→ **Required work**:
**a.** Identify every email address that appears in the mailing list message on shepherding discussions, listing each distinct address once.
**b.** In the listing, update the lines that begin at the line containing "frame in the photo below, within" and end with the line containing "x=331, y=353", replacing "photo" with "image" and leaving everything else unchanged. Omit the pictures from your answer.

— start Document extract —

Re: Shepherding discussions

From: Bramble House (info@bramblehouse.net)
Date: Thu Dec 02 2004 - 22:13:16 PST


What is interesting, about this idea of 'shepherding discussions,'
is what can happen when dissension effects a discussion.

Huh.
Cool. And I'm impressed with the way y'all are dealing with it.

Thanks.
Cheers.
Meh.
diane

---- Original Message -----
From: "Mike Cole" <lchcmike@gmail.com>
To: <xmca@weber.ucsd.edu>
Cc: <philchappell@mac.com>
Sent: Friday, December 03, 2004 12:53 AM
Subject: Re: Shepherding discussions

> One good delay deserves another, Phil.
> We have closed the polls on the article form MCA for discussion . I
> will be the one on
> Peirce. It is supposed to be made available by Erlbaum next week. Might
you lead
> this discussion in order to start us of on distribued stewardship? I
> think that the volunteer shepards will appear only by example.
>
> There are a lot of other articles and issues that people want to read.
> Helene W has
> gotten us to Yrjo's "Values, Rubbish and Work Place" paper as one
> example,. Perhaps someone else (Helene) will lead that discussion?
>
> Meantime, we enter finals week and I am completing a multiu-week
> discussion with
> colleagues and students in Santiago about culture and development. We
> finish next
> Thursday.
>
> So much to learn, so few volunteers to help! :-)
> mike
>
>
> On Wed, 1 Dec 2004 11:20:53 +0700, phil_chappell@access.inet.co.th
> <phil_chappell@access.inet.co.th> wrote:
> > Mike and Bill,
> >
> > I've just got back to email mode after drifting around for a couple of
weeks,
> > computer-free (thanks in part to a bad Apple). Mike, I think your
suggestion of
> > having thread-shepherds is great, given, as you say, the success on the
CHAT
> > course all those months back. The shepherd could ensure disussions stay
on
> > track and shepherd straying topics to new threads, hopefully without
leaving
> > any belly-up (I've never seen a sheep belly-up). The interventions like
> > Michael's into Bill's thread are naturally important but might be better
in
> > another, parallel pen.

— end Document extract —
— start Record excerpts —

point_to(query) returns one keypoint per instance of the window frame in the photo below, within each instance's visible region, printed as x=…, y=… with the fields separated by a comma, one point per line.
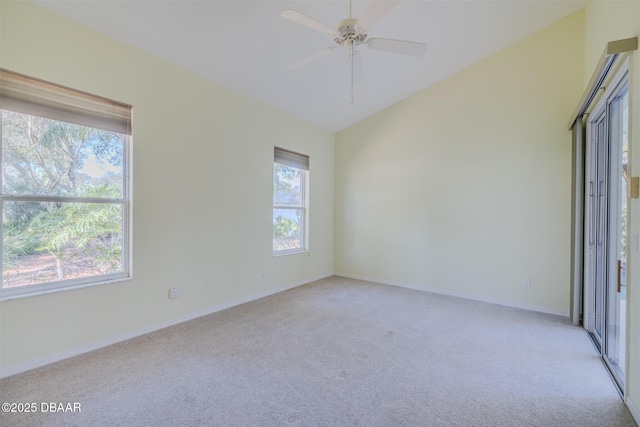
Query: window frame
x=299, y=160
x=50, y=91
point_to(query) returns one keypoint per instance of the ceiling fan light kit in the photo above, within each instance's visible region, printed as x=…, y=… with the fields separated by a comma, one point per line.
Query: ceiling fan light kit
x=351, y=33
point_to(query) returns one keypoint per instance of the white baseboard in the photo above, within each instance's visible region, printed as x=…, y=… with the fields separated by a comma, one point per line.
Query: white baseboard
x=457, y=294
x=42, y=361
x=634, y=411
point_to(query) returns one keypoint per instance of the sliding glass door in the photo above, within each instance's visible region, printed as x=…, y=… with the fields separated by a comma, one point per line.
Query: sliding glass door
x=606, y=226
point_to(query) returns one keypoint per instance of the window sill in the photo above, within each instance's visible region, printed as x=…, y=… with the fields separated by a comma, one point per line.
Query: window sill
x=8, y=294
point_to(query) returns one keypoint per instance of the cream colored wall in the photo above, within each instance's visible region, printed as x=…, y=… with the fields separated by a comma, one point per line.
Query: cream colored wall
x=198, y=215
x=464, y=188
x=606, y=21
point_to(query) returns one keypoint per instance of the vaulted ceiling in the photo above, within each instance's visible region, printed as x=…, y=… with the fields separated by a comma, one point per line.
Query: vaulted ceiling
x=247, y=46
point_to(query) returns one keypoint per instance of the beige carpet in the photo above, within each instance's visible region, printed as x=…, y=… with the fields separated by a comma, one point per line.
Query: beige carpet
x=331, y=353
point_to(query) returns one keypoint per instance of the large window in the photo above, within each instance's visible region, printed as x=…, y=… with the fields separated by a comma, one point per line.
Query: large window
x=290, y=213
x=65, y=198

— end Record excerpts —
— start Record excerpts —

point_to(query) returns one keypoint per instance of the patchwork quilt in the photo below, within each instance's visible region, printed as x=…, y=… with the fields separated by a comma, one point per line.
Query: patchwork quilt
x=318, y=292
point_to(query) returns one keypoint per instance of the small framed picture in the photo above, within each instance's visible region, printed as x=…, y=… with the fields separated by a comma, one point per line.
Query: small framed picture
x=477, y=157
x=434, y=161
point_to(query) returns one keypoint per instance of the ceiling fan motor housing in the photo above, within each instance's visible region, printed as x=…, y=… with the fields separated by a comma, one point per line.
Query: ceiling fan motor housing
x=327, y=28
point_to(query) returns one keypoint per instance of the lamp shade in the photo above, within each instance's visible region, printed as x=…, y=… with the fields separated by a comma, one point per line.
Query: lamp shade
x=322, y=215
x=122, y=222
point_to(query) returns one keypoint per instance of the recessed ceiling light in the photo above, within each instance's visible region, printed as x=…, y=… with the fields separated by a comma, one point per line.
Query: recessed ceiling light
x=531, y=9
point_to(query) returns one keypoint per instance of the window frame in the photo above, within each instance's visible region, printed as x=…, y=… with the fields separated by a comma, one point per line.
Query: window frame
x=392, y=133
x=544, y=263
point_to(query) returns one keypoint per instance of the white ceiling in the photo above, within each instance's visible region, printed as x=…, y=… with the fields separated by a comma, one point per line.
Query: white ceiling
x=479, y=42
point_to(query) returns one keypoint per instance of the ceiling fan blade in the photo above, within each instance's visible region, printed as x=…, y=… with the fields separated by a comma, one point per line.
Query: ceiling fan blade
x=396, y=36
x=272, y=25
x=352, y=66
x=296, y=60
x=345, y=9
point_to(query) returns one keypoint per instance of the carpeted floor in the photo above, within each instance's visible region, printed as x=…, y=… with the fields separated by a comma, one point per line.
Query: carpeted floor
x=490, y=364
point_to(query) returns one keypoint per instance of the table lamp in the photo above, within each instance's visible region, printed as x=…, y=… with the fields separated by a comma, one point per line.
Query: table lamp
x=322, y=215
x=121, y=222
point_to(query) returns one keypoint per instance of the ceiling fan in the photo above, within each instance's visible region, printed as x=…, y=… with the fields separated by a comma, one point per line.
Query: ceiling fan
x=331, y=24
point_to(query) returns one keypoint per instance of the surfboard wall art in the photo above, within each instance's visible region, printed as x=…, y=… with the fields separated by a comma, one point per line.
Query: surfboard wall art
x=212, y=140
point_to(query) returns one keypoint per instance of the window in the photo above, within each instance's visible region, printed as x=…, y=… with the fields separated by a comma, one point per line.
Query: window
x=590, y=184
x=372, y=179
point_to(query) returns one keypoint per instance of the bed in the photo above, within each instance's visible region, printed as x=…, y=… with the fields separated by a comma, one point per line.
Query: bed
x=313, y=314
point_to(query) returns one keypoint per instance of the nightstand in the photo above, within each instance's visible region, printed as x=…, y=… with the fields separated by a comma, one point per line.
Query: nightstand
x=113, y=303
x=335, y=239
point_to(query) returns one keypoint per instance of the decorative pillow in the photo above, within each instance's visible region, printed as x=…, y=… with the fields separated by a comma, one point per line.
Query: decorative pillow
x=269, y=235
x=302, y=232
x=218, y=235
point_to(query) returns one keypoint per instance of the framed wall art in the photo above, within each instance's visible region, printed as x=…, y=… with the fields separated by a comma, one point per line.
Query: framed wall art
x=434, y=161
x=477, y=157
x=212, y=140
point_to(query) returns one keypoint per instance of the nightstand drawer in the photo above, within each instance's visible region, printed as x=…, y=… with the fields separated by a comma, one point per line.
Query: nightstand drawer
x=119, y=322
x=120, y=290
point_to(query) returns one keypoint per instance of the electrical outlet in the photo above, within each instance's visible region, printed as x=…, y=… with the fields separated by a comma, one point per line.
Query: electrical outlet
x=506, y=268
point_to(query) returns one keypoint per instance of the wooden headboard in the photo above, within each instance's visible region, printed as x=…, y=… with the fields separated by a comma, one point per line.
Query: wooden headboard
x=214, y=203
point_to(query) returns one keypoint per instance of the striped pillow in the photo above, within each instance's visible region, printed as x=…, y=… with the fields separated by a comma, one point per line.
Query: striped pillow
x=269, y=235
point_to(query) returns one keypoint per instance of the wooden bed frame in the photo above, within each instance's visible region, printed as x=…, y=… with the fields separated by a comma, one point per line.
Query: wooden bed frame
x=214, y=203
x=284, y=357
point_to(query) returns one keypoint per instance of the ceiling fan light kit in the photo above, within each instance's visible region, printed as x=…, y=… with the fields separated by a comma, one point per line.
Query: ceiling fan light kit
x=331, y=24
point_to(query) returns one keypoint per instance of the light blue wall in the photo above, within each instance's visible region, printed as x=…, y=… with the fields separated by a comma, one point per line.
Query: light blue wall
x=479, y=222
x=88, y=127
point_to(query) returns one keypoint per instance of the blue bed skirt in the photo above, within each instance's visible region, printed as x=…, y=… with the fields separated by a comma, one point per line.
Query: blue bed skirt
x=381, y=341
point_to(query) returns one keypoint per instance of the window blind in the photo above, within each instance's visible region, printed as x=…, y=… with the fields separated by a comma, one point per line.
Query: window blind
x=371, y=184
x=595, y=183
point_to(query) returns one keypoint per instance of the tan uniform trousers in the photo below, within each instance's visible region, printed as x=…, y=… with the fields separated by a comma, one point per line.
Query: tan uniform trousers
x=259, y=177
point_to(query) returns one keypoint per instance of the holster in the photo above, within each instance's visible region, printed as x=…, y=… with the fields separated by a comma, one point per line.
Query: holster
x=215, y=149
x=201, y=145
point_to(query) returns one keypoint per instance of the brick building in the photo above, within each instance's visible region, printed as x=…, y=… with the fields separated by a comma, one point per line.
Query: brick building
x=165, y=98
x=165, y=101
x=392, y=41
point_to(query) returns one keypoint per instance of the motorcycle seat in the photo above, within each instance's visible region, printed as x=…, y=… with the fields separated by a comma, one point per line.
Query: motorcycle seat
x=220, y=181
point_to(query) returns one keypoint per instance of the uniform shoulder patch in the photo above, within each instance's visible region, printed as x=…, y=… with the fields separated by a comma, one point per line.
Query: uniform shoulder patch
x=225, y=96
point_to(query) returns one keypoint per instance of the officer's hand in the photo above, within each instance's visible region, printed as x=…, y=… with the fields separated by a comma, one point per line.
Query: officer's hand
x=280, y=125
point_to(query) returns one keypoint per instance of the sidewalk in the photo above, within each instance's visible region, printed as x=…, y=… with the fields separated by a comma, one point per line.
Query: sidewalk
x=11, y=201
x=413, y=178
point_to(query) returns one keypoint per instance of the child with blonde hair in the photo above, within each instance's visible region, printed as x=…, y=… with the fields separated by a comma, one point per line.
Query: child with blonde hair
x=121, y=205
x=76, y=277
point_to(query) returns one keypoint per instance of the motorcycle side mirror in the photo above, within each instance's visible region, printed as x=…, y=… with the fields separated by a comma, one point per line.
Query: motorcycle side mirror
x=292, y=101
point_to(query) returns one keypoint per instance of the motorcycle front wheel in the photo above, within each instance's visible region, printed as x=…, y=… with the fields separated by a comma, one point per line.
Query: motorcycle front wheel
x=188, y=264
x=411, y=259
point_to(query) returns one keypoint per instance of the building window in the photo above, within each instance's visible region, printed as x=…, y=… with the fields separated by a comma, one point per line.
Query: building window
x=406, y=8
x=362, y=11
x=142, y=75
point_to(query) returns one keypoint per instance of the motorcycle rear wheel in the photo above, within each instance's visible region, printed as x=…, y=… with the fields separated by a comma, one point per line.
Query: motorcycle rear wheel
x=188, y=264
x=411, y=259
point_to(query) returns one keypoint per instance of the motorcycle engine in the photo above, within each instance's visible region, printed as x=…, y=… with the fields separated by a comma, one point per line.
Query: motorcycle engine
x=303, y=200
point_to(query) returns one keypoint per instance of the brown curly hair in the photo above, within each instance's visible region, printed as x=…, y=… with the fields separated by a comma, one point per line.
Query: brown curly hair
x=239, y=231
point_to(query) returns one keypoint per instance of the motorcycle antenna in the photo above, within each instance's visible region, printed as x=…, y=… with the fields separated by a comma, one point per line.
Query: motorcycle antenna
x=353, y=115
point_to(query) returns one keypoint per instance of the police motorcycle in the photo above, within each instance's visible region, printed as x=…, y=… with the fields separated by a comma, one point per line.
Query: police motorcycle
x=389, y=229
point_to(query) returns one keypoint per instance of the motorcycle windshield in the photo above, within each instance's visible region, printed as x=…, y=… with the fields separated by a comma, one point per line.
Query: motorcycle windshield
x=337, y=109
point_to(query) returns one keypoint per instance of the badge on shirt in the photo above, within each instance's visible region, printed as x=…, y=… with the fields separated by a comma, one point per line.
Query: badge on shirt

— end Record excerpts —

→ **Solutions below**:
**a.**
info@bramblehouse.net
lchcmike@gmail.com
xmca@weber.ucsd.edu
philchappell@mac.com
phil_chappell@access.inet.co.th

**b.**
point_to(query) returns one keypoint per instance of the window frame in the image below, within each instance's visible region, printed as x=…, y=… with the fields separated by a comma, one point per line.
Query: window frame
x=299, y=160
x=50, y=91
point_to(query) returns one keypoint per instance of the ceiling fan light kit in the image above, within each instance's visible region, printed as x=…, y=… with the fields separated by a comma, one point per line.
Query: ceiling fan light kit
x=351, y=33
point_to(query) returns one keypoint per instance of the white baseboard in the image above, within each instance's visible region, printed as x=…, y=… with the fields separated by a comma, one point per line.
Query: white baseboard
x=457, y=294
x=42, y=361
x=634, y=411
point_to(query) returns one keypoint per instance of the sliding glass door in the image above, within each instance's visible region, printed as x=…, y=… with the fields separated by a comma, one point per line.
Query: sliding glass door
x=606, y=226
point_to(query) returns one keypoint per instance of the window sill in the image above, within each instance's visible region, printed as x=…, y=… with the fields separated by a comma, one point per line.
Query: window sill
x=8, y=294
point_to(query) returns one keypoint per instance of the cream colored wall in the image above, within each instance's visible region, printed as x=…, y=… with the fields separated by a comma, one point per line.
Query: cream colored wall
x=198, y=215
x=464, y=188
x=606, y=21
point_to(query) returns one keypoint per instance of the vaulted ceiling in the image above, within each instance's visible region, printed as x=…, y=… with the fields separated by a comma, one point per line.
Query: vaulted ceiling
x=247, y=46
point_to(query) returns one keypoint per instance of the beige carpet in the image above, within each instance's visible region, printed as x=…, y=… with the fields separated by a comma, one point per line.
Query: beige carpet
x=331, y=353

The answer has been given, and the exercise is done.